> [Goals]:
[1] From the forum thread on the subset-sum variant, set down the passage starting at "Lots of good" and ending at "to this problem.".
[2] In the forum thread on the subset-sum variant, rewrite the paragraph beginning "This problem is NP-Complete..." more briefly, keeping its main facts.
[3] Write what comes next in the forum thread on the subset-sum variant, picking up after its last line.
***** Text provided *****
Lots of good information provided so far. Thanks guy! Summarizing for now:

• The problem is NP-Complete so there is no way short of brute force to get 100% accuracy in reasonable time.
• The problem can be viewed as a variant of either the subset sum or knapsack problems. There are well-known heuristics for both which may be adaptable to this problem.

Keep the ideas coming! And thanks again!

Answer 1

This problem is NP-Complete... This is some variation of the sub-set sum problem which is known to be NP-Complete (actually, the sub-set sum problem is easier than yours).

Read here for more information: http://en.wikipedia.org/wiki/Subset_sum_problem

Answer 2

As said in the comments with numbers ranging only from 1 to 30 the problem has a fast solution. I tested it in C and for your given example it only needs miliseconds and will scale very well. The complexity is O(n+k) where n is length of list A and k the length of list B, but with a high constant factor (there are 28.598 possibilites to get a sum from 1 to 30).

#define WIDTH 30000
#define MAXNUMBER 30

int create_combination(unsigned char comb[WIDTH][MAXNUMBER+1], 
                       int n, 
                       unsigned char i, 
                       unsigned char len, 
                       unsigned char min, 
                       unsigned char sum) {
    unsigned char j;

    if (len == 1) {
        if (n+1>=WIDTH) {
            printf("not enough space!\n");
            exit(-1);
        }
        comb[n][i] = sum;
        for (j=0; j<=i; j++)
            comb[n+1][j] = comb[n][j];
        n++;
        return n;
    }

    for (j=min; j<=sum/len; j++) {
        comb[n][i] = j;
        n = create_combination(comb, n, i+1, len-1, j, sum-j);
    }

    return n;
}

---

int main(void)
{
    unsigned char A[6] = { 7, 4, 9, 1, 15, 2 };
    unsigned char B[5] = { 11, 18, 14, 8, 3 };

    unsigned char combinations[WIDTH][MAXNUMBER+1];
    unsigned char needed[WIDTH][MAXNUMBER];
    unsigned char numbers[MAXNUMBER];
    unsigned char sums[MAXNUMBER];
    unsigned char i, j, k;
    int n=0, m;

    memset(combinations, 0, sizeof combinations);
    memset(needed, 0, sizeof needed);
    memset(numbers, 0, sizeof numbers);
    memset(sums, 0, sizeof sums);

    // create array with all possible combinations
    // combinations[n][0] stores the sum
    for (i=2; i<=MAXNUMBER; i++) {
        for (j=2; j<=i; j++) {
            for (k=1; k<=MAXNUMBER; k++)
***** Entries *****
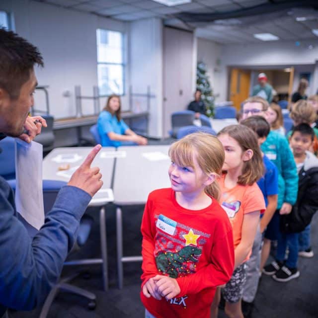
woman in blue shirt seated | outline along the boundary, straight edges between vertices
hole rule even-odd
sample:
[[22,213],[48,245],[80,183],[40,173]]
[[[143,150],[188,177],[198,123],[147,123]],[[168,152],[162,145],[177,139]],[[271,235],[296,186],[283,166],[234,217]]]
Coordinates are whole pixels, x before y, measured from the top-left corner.
[[146,138],[135,134],[121,119],[120,98],[117,95],[108,97],[106,107],[98,116],[97,128],[103,146],[147,144]]

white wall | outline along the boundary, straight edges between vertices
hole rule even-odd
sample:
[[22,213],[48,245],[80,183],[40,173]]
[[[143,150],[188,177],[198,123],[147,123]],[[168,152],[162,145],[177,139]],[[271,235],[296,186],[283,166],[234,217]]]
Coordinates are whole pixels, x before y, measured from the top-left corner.
[[[296,46],[294,42],[275,41],[260,44],[228,45],[222,47],[221,62],[224,67],[229,66],[237,67],[296,66],[294,87],[299,81],[299,72],[306,72],[308,65],[313,74],[313,81],[309,88],[309,93],[314,93],[317,87],[317,76],[314,74],[314,65],[318,60],[318,47],[312,49],[308,46],[312,41],[302,42]],[[302,66],[304,65],[304,66]],[[306,65],[306,66],[305,66]],[[227,77],[220,78],[224,93],[226,95]]]
[[[203,61],[207,65],[208,75],[210,77],[210,83],[214,95],[219,95],[216,101],[225,100],[223,87],[220,79],[226,76],[226,69],[219,64],[221,60],[222,46],[216,42],[198,38],[197,40],[198,61]],[[224,73],[224,74],[223,74]]]
[[[50,112],[56,118],[75,115],[75,85],[81,85],[82,95],[92,96],[97,84],[96,29],[127,32],[128,23],[31,0],[1,0],[0,9],[13,13],[15,31],[43,55],[45,67],[36,72],[39,84],[50,86]],[[64,97],[67,91],[70,96]],[[36,91],[36,108],[44,109],[43,97]],[[128,101],[124,96],[124,108]],[[83,100],[82,106],[84,114],[92,113],[92,101]]]
[[[155,98],[151,101],[149,135],[162,136],[162,23],[153,18],[132,22],[130,32],[130,82],[133,92],[145,94],[150,85]],[[146,99],[134,98],[133,110],[144,110]]]

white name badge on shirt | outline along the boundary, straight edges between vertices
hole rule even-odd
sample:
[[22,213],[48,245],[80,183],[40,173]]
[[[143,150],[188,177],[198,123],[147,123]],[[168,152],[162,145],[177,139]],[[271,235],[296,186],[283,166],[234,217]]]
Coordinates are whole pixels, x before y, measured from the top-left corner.
[[177,223],[175,221],[160,214],[158,218],[156,226],[162,231],[172,236],[177,227]]
[[277,157],[277,155],[276,154],[273,154],[273,153],[266,153],[265,155],[269,160],[276,160]]

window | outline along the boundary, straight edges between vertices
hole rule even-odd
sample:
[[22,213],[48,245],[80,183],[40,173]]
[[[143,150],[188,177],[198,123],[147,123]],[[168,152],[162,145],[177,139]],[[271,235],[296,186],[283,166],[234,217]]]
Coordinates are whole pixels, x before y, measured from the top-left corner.
[[125,91],[124,35],[97,29],[97,77],[100,95]]
[[10,29],[8,14],[4,11],[0,10],[0,28]]

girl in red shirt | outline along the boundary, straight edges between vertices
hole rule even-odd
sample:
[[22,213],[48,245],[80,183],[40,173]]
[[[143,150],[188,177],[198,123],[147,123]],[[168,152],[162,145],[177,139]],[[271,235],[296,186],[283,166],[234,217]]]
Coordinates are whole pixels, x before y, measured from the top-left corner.
[[217,286],[233,271],[233,237],[218,203],[224,151],[218,139],[196,133],[169,154],[171,188],[149,195],[141,226],[141,298],[147,317],[210,317]]
[[[222,289],[225,312],[230,317],[243,318],[241,309],[243,287],[246,281],[245,264],[250,254],[259,222],[265,209],[264,197],[256,183],[264,169],[257,137],[253,130],[242,125],[225,127],[218,134],[223,145],[225,173],[219,184],[220,203],[233,229],[235,270],[231,280]],[[218,288],[212,307],[211,317],[217,318],[221,298]]]

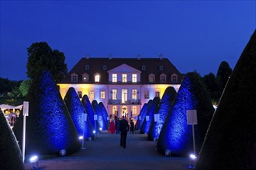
*****
> [Outputs in order]:
[1]
Lots of good information provided so far. Thanks guy! Summarizing for now:

• The problem is NP-Complete so there is no way short of brute force to get 100% accuracy in reasonable time.
• The problem can be viewed as a variant of either the subset sum or knapsack problems. There are well-known heuristics for both which may be adaptable to this problem.

[2] The problem is NP-Complete. It is a variation of the subset sum problem, which is known to be NP-Complete and is actually easier than this one.

[3]
                combinations[n][k] = 0;
            combinations[n][0] = i;
            n = create_combination(combinations, n, 1, j, 1, i);
        }
    }

    // count quantity of any summands in each combination
    for (m=0; m<n; m++)
        for (i=1; i<=MAXNUMBER && combinations[m][i] != 0; i++)
            needed[m][combinations[m][i]-1]++;

    // count quantity of any number in A
    for (m=0; m<6; m++)
        if (numbers[A[m]-1] < MAXNUMBER)
            numbers[A[m]-1]++;

    // collect possible sums from B
    for (m=0; m<5; m++)
        sums[B[m]-1] = 1;

    for (m=0; m<n; m++) {
        // check if sum is in B
        if (sums[combinations[m][0]-1] == 0)
            continue;

        // check if enough summands from current combination are in A
        for (i=0; i<MAXNUMBER; i++) {
            if (numbers[i] < needed[m][i])
                break;
        }

        if (i<MAXNUMBER)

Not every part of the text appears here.